[Part of a data file]
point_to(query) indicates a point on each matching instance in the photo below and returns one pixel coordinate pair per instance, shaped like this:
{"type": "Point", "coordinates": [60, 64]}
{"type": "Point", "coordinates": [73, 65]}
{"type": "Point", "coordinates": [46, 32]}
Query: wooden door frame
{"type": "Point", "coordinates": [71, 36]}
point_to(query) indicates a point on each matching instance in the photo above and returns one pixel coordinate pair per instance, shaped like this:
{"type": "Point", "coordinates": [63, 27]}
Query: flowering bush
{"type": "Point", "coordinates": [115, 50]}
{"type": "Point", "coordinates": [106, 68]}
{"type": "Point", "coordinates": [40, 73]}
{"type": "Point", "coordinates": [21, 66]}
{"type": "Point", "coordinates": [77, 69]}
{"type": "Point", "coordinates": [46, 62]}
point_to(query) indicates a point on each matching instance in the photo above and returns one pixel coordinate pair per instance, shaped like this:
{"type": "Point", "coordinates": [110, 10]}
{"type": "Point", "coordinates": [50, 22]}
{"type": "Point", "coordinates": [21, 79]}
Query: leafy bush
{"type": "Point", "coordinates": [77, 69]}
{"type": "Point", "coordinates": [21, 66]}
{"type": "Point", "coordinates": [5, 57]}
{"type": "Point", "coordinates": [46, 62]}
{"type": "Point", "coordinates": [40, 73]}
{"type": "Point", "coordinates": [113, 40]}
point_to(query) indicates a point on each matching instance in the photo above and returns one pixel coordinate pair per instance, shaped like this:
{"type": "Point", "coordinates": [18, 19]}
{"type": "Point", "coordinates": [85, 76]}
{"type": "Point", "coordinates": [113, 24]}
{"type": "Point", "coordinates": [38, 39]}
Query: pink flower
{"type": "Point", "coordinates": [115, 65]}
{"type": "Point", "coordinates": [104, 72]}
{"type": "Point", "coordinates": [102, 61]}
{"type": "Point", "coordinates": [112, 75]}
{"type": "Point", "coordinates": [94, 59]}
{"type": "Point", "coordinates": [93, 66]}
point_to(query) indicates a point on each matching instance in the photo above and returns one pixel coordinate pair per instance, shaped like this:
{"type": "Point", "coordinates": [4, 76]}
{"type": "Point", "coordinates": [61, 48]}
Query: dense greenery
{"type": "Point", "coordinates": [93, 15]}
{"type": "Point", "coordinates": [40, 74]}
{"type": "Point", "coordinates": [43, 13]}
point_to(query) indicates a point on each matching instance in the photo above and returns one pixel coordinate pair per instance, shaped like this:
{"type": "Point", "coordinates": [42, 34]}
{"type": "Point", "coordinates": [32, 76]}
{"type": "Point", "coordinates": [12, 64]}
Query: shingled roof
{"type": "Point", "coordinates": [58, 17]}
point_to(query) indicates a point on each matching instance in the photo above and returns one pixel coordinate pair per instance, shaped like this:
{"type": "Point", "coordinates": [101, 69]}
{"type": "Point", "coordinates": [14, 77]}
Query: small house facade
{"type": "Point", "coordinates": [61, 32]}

▶ [Challenge] Write out all the lines again, exactly as they are.

▶ [Exercise answer]
point_to(query) indicates a point on each matching instance in the photo below and returns one pixel coordinate pair per instance, shaped like this:
{"type": "Point", "coordinates": [60, 64]}
{"type": "Point", "coordinates": [73, 65]}
{"type": "Point", "coordinates": [46, 32]}
Query: wooden door frame
{"type": "Point", "coordinates": [71, 36]}
point_to(query) indicates a point on each matching instance in the photo above and returns one pixel coordinate pair per instance, shaped like this:
{"type": "Point", "coordinates": [63, 27]}
Query: flowering bush
{"type": "Point", "coordinates": [115, 50]}
{"type": "Point", "coordinates": [106, 68]}
{"type": "Point", "coordinates": [40, 73]}
{"type": "Point", "coordinates": [21, 66]}
{"type": "Point", "coordinates": [77, 69]}
{"type": "Point", "coordinates": [46, 62]}
point_to(query) indicates a point on each matching instance in the photo above and returns one pixel coordinate pair per instance, shaped like this:
{"type": "Point", "coordinates": [110, 10]}
{"type": "Point", "coordinates": [50, 22]}
{"type": "Point", "coordinates": [21, 79]}
Query: leafy bush
{"type": "Point", "coordinates": [77, 69]}
{"type": "Point", "coordinates": [21, 66]}
{"type": "Point", "coordinates": [5, 57]}
{"type": "Point", "coordinates": [46, 62]}
{"type": "Point", "coordinates": [40, 73]}
{"type": "Point", "coordinates": [113, 40]}
point_to(query) indicates a point on each matching instance in the photo above and returns one pixel coordinate pair per instance, shaped like this:
{"type": "Point", "coordinates": [18, 19]}
{"type": "Point", "coordinates": [85, 76]}
{"type": "Point", "coordinates": [113, 24]}
{"type": "Point", "coordinates": [38, 39]}
Query: pink flower
{"type": "Point", "coordinates": [115, 65]}
{"type": "Point", "coordinates": [104, 72]}
{"type": "Point", "coordinates": [102, 61]}
{"type": "Point", "coordinates": [112, 75]}
{"type": "Point", "coordinates": [94, 59]}
{"type": "Point", "coordinates": [93, 66]}
point_to(query) indicates a point on each matching instance in the photo above and returns one pixel coordinate pair per instance, shaped like this:
{"type": "Point", "coordinates": [4, 76]}
{"type": "Point", "coordinates": [61, 48]}
Query: dense greenery
{"type": "Point", "coordinates": [93, 15]}
{"type": "Point", "coordinates": [40, 74]}
{"type": "Point", "coordinates": [43, 13]}
point_to(query) indicates a point on each matching instance in the photo above and returns one pixel coordinate pair per instance, shaped like this:
{"type": "Point", "coordinates": [42, 34]}
{"type": "Point", "coordinates": [32, 76]}
{"type": "Point", "coordinates": [12, 64]}
Query: shingled roof
{"type": "Point", "coordinates": [58, 17]}
point_to(query) indicates a point on each matching instance in the photo above and returns one pixel coordinate pair per instance, shaped like this:
{"type": "Point", "coordinates": [101, 69]}
{"type": "Point", "coordinates": [14, 77]}
Query: small house facade
{"type": "Point", "coordinates": [61, 32]}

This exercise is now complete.